Give the number of lines in the material that follows which contain the string "below", matching case exactly. Reply with the number alone.
════════════════════
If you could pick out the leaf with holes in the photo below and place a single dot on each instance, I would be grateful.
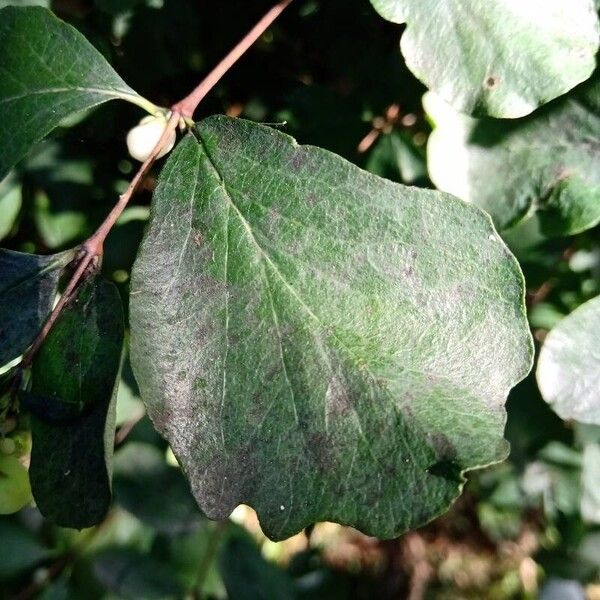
(542, 167)
(317, 342)
(48, 71)
(502, 58)
(73, 404)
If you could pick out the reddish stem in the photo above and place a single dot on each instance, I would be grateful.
(188, 105)
(94, 246)
(184, 109)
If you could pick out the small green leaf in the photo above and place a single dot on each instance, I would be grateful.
(76, 366)
(316, 341)
(153, 491)
(590, 476)
(503, 59)
(21, 551)
(568, 371)
(48, 71)
(28, 286)
(543, 166)
(396, 157)
(247, 575)
(73, 377)
(10, 205)
(15, 491)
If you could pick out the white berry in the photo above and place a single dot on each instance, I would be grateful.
(142, 139)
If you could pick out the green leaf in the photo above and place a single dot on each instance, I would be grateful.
(28, 285)
(396, 157)
(76, 367)
(48, 71)
(568, 371)
(15, 491)
(134, 575)
(21, 551)
(318, 342)
(153, 491)
(72, 396)
(249, 576)
(10, 205)
(503, 59)
(590, 475)
(543, 166)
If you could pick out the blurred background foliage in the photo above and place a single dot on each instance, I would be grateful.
(329, 73)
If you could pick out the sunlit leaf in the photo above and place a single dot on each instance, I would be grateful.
(503, 58)
(544, 165)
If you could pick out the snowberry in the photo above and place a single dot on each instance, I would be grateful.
(142, 139)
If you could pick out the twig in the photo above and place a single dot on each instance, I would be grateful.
(380, 125)
(187, 106)
(93, 248)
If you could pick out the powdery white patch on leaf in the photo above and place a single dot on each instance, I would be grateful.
(317, 342)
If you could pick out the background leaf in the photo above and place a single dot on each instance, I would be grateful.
(503, 58)
(71, 460)
(307, 335)
(29, 282)
(141, 477)
(48, 71)
(568, 371)
(543, 166)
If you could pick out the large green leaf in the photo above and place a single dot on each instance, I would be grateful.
(503, 58)
(48, 71)
(318, 342)
(544, 165)
(28, 285)
(73, 376)
(153, 491)
(568, 371)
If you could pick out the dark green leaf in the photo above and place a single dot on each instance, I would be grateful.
(543, 166)
(28, 285)
(48, 71)
(73, 377)
(153, 491)
(248, 576)
(504, 58)
(10, 205)
(135, 575)
(20, 549)
(568, 371)
(318, 342)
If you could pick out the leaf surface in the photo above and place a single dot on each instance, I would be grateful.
(48, 71)
(568, 371)
(28, 285)
(318, 342)
(502, 58)
(73, 402)
(153, 491)
(543, 166)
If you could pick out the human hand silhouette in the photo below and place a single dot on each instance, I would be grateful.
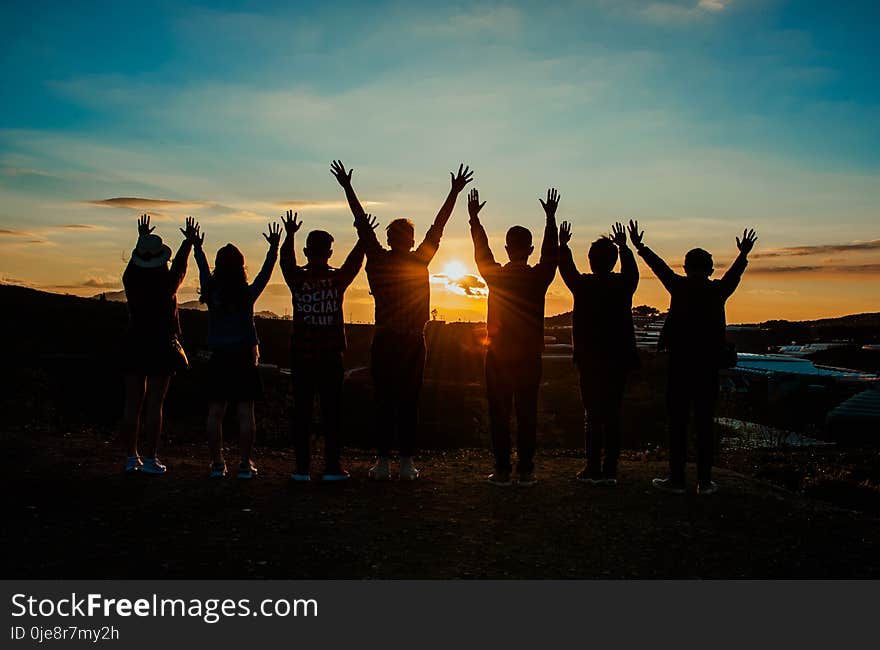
(274, 235)
(746, 244)
(191, 232)
(464, 176)
(474, 205)
(634, 235)
(338, 170)
(552, 202)
(564, 233)
(144, 225)
(291, 225)
(371, 221)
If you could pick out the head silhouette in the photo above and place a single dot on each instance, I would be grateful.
(319, 247)
(602, 256)
(401, 235)
(229, 279)
(698, 263)
(519, 244)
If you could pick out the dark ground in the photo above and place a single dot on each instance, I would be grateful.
(69, 514)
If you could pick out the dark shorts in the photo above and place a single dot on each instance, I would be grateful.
(233, 376)
(151, 358)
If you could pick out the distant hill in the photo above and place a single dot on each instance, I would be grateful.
(195, 305)
(559, 320)
(868, 319)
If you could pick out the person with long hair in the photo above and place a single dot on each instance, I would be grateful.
(233, 376)
(151, 351)
(398, 279)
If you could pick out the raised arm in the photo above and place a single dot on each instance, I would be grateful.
(428, 248)
(660, 268)
(550, 246)
(202, 262)
(343, 177)
(567, 268)
(629, 270)
(178, 265)
(365, 225)
(482, 253)
(262, 279)
(288, 248)
(730, 279)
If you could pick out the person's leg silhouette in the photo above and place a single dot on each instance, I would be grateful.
(499, 391)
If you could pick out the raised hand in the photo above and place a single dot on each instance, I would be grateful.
(474, 205)
(191, 232)
(551, 204)
(274, 235)
(564, 233)
(464, 176)
(634, 235)
(338, 170)
(618, 235)
(144, 225)
(746, 244)
(291, 225)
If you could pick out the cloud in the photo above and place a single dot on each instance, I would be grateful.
(854, 269)
(137, 203)
(18, 171)
(820, 249)
(672, 13)
(714, 5)
(321, 205)
(467, 285)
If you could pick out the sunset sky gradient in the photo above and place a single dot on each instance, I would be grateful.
(698, 118)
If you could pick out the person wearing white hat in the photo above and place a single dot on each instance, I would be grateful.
(151, 350)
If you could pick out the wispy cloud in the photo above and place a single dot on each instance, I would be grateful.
(819, 249)
(321, 205)
(18, 171)
(138, 203)
(867, 269)
(466, 285)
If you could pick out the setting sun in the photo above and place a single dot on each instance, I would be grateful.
(455, 270)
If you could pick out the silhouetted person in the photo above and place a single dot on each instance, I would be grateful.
(515, 324)
(604, 343)
(318, 342)
(694, 334)
(400, 286)
(233, 375)
(151, 351)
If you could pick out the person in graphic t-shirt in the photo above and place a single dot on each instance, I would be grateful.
(317, 342)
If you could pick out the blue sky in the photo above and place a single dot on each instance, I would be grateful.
(698, 118)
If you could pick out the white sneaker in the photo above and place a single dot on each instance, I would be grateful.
(408, 471)
(707, 489)
(153, 466)
(380, 471)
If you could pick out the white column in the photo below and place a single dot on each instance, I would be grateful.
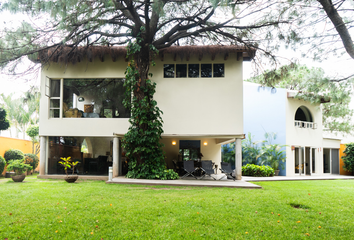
(115, 156)
(43, 156)
(238, 159)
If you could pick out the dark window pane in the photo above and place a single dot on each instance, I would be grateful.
(54, 103)
(168, 70)
(206, 70)
(193, 70)
(101, 98)
(219, 70)
(181, 70)
(54, 113)
(55, 88)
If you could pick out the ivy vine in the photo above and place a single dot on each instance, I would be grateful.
(142, 141)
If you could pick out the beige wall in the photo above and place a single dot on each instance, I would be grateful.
(212, 151)
(190, 105)
(303, 137)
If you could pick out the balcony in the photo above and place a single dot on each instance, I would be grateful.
(303, 124)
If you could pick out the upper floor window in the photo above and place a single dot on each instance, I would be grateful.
(303, 118)
(87, 98)
(205, 70)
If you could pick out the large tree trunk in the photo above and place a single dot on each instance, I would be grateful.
(340, 26)
(142, 62)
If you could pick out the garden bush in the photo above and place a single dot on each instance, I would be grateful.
(257, 171)
(32, 160)
(2, 164)
(13, 154)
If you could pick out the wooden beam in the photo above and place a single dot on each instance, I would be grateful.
(226, 56)
(239, 55)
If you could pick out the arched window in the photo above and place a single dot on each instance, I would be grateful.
(303, 114)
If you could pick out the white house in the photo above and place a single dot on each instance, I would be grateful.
(298, 125)
(199, 90)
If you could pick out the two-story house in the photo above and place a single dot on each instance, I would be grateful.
(297, 124)
(199, 90)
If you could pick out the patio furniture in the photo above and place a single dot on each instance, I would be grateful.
(227, 170)
(207, 169)
(189, 168)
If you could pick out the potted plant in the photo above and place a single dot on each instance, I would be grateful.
(68, 163)
(19, 167)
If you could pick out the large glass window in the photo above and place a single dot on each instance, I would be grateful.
(93, 154)
(88, 98)
(54, 94)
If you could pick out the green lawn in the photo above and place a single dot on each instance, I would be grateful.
(54, 209)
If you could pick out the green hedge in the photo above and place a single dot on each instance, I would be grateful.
(2, 164)
(257, 171)
(32, 160)
(13, 154)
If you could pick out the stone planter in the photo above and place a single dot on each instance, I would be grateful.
(9, 174)
(71, 178)
(18, 178)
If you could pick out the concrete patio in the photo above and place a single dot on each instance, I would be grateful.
(208, 182)
(189, 181)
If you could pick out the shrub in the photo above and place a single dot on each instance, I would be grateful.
(13, 154)
(348, 158)
(2, 164)
(18, 166)
(32, 160)
(257, 171)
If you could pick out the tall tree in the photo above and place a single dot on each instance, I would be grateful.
(4, 122)
(313, 86)
(149, 26)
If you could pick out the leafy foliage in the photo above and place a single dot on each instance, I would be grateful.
(271, 153)
(348, 158)
(250, 150)
(2, 164)
(13, 154)
(67, 163)
(18, 166)
(142, 141)
(257, 171)
(32, 160)
(313, 86)
(4, 122)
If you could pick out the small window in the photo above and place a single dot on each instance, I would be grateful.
(181, 70)
(168, 70)
(206, 70)
(218, 70)
(193, 70)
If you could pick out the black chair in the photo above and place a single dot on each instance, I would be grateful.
(207, 169)
(189, 168)
(227, 170)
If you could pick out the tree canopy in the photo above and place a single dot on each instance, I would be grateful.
(313, 86)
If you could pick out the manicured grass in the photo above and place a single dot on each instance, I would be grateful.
(54, 209)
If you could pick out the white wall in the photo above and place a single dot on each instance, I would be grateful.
(303, 137)
(201, 105)
(190, 105)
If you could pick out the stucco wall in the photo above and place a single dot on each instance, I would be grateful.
(190, 105)
(301, 137)
(264, 112)
(212, 151)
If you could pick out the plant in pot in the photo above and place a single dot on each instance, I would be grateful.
(271, 154)
(67, 163)
(19, 167)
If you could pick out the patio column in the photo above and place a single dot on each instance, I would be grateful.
(43, 156)
(115, 156)
(238, 159)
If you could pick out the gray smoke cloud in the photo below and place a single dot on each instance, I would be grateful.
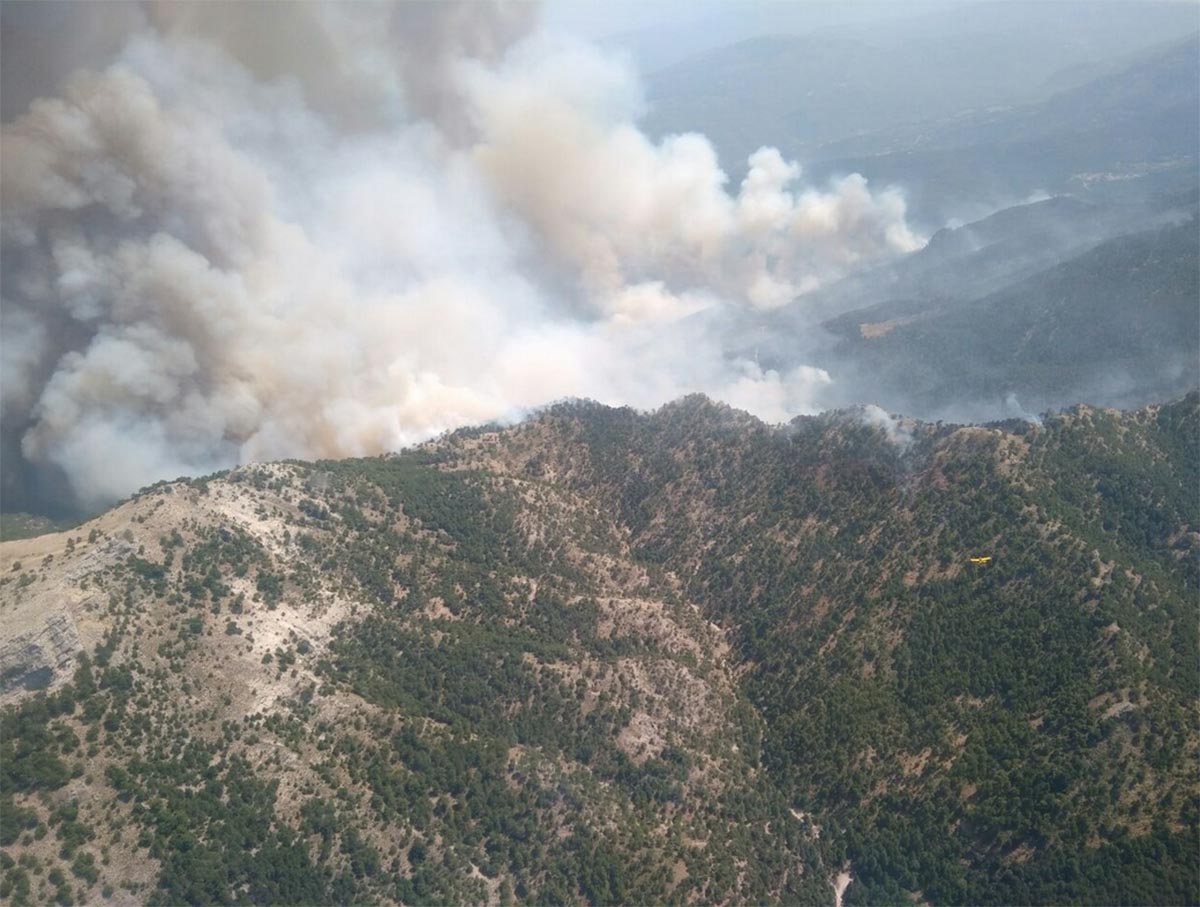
════════════════════
--- COMPLETE OUTPUT ---
4